DOCUMENT ▸

Westpac 1H26: $3.4B Profit as Business Lending Jumps 16%
Key Takeaways
- Westpac reported statutory net profit of $3.4 billion for 1H26, up 3% year-on-year, with a fully franked interim dividend of 77 cents per share.
- The CET1 capital ratio of 12.4% sits 115 basis points above Westpac's internal target of 11.25%, providing a strong buffer for ongoing dividend payments.
- Business lending surged 16% year-on-year, with Australian home loan volumes growing 7% and total deposits also rising 7%, confirming broad-based balance sheet expansion.
- Return on equity of 9.6% remains below the 10-11% threshold commonly associated with cost-of-equity coverage, suggesting the market is pricing in future improvement rather than current earnings alone.
- The UNITE transformation programme and RBA rate decisions are the key forward variables investors should monitor to assess whether Westpac's share price re-rating is sustainable.
Westpac has reported a 3% lift in statutory net profit to $3.4 billion for the first half of 2026, alongside a fully franked interim dividend of 77 cents per share, as the bank’s balance sheet expands at its fastest clip in several years.
Released on 5 May 2026, the 1H26 result lands at a moment when Australian bank stocks have already repriced significantly. WBC shares are up approximately 19% over the past 12 months against a 7% gain for the ASX 200. The result therefore arrives under scrutiny: investors want to know whether the fundamentals have kept pace with the share price.

GIVEN EXERCISE ▸ Pick up the article on Westpac's first-half 2026 results and continue writing it from its last sentence. The records below come from a separate, unrelated source.

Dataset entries
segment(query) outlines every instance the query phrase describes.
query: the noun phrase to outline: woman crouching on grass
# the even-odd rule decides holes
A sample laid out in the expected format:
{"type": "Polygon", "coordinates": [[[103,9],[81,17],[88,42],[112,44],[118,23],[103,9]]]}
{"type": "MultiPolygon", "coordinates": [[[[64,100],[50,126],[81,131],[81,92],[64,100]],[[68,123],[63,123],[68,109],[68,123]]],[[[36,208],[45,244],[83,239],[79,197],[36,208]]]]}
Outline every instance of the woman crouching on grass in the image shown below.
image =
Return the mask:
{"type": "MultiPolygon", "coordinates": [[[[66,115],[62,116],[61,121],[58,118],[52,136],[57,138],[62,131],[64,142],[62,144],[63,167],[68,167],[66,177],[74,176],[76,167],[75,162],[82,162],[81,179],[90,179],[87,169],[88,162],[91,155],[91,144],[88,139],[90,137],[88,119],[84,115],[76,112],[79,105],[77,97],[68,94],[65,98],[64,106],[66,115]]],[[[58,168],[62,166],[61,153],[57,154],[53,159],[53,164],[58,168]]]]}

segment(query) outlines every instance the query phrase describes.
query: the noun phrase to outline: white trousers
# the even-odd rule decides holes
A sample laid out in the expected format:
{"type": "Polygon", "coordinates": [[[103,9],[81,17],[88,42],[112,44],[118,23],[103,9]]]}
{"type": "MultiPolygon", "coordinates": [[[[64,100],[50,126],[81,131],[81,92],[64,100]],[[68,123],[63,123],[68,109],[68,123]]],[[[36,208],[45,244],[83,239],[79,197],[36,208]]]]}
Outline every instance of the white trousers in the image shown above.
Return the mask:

RESULT FOR THIS TASK ▸
What follows decodes the headline numbers, examines capital strength and credit quality, unpacks segment-level lending growth, and assesses whether the Westpac half-year results give investors reason to hold, add, or reassess their position.
Profit rises 3%, but the comparison period tells the fuller story
The headline reads well. Statutory net profit of $3.4 billion, up 3% on 1H25, with a fully franked interim dividend of 77 cents per share.
Headline result: Westpac reported statutory net profit of $3.4 billion and declared a fully franked interim dividend of 77 cents per share for 1H26.
The year-on-year comparison flatters the trajectory. Measured against the prior half (2H25), profit fell 5%, a detail that matters for investors tracking the direction of momentum rather than the distance from the same period last year.
Cash profit excluding notable items came in at $3.5 billion, up 1% on 1H25, the cleaner operational measure stripped of one-off items. Return on equity printed at 9.6%.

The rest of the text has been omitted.